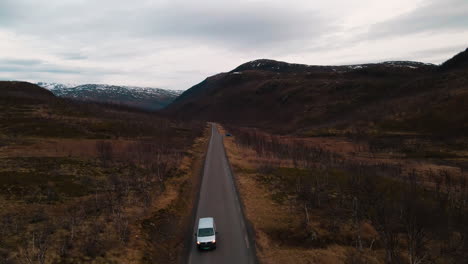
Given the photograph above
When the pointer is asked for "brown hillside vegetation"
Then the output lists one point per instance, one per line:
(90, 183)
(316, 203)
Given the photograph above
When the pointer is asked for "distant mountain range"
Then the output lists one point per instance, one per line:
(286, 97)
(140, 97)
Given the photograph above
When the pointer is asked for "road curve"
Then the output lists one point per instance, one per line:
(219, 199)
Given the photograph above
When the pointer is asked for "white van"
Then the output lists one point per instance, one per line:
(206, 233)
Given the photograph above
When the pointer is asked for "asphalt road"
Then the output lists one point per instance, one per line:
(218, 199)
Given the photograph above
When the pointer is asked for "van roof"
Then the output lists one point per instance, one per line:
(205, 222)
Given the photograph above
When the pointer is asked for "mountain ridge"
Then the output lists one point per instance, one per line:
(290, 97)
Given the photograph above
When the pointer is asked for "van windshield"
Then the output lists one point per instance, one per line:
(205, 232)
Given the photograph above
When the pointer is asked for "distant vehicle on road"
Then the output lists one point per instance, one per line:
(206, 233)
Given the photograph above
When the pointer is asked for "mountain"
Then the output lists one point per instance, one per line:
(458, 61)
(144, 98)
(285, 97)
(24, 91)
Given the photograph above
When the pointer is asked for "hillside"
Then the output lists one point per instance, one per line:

--------------------------------------------------

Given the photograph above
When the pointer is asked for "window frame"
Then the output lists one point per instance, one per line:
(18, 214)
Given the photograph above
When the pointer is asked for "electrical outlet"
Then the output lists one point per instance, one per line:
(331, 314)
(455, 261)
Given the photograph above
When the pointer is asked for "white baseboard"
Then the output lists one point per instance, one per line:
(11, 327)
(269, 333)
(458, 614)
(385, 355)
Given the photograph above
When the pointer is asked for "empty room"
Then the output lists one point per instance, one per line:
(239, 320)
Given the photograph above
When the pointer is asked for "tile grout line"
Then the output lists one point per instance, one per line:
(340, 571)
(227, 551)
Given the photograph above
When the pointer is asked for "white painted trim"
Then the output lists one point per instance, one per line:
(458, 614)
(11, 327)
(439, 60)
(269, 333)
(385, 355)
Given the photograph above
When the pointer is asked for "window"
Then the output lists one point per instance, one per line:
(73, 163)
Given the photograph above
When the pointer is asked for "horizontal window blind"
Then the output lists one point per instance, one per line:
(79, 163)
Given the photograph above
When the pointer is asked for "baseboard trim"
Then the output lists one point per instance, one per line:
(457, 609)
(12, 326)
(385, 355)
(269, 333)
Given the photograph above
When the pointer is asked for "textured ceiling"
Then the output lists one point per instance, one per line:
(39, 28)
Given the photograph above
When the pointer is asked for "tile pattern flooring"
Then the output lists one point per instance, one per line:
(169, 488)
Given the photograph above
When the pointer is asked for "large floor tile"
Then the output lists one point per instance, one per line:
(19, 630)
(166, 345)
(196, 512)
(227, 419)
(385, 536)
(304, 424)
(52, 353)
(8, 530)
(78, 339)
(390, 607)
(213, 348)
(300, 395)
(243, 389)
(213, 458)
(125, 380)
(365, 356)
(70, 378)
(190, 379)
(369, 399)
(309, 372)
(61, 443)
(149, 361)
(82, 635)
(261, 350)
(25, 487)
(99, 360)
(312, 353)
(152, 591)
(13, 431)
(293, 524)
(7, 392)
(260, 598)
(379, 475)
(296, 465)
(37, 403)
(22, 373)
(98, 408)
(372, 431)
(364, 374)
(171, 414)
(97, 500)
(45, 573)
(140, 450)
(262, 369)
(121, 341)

--------------------------------------------------

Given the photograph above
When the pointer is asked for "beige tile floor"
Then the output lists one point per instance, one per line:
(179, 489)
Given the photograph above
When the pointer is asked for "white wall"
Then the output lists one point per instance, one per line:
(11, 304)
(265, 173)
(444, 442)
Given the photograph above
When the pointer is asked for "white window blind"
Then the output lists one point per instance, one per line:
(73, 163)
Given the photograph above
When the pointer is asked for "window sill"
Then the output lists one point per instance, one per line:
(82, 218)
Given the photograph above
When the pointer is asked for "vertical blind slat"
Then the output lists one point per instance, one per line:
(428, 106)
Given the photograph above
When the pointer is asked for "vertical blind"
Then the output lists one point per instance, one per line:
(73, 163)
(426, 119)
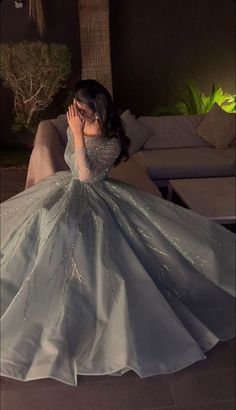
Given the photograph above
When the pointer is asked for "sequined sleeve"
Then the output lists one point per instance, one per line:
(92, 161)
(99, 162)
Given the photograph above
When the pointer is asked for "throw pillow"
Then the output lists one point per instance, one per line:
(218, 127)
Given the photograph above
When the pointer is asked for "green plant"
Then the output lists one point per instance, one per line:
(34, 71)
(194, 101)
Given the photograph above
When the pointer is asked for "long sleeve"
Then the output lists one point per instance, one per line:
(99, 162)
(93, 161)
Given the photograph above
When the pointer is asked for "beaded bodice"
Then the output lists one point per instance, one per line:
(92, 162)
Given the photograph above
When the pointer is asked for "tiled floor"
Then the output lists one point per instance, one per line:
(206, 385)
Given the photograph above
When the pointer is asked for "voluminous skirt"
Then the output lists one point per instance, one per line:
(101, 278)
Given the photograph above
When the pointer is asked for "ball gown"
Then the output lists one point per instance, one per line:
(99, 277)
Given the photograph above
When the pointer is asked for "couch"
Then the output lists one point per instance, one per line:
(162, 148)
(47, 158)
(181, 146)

--------------------------------------------------

▶ [ABOUT THIS EXERCISE] Each line of the material above either contains the word "baseboard" or does not; state how many do, and nothing else.

▶ [RESULT] 2